Task brief:
Please copy all the lines that follow, word for word.

-- start of Data shown --

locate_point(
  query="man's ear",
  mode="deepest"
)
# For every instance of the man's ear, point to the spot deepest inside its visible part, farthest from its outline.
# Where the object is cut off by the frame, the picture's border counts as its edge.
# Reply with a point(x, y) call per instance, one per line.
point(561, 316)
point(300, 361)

-- end of Data shown --

Output of the exercise:
locate_point(
  query="man's ear",
  mode="deepest"
)
# For every instance of the man's ear, point to the spot deepest inside its visible part, farthest from its outline.
# Where the object is cut off by the frame, the picture's border counts as its edge.
# Reply with a point(x, y) call per instance, one per line.
point(561, 316)
point(300, 361)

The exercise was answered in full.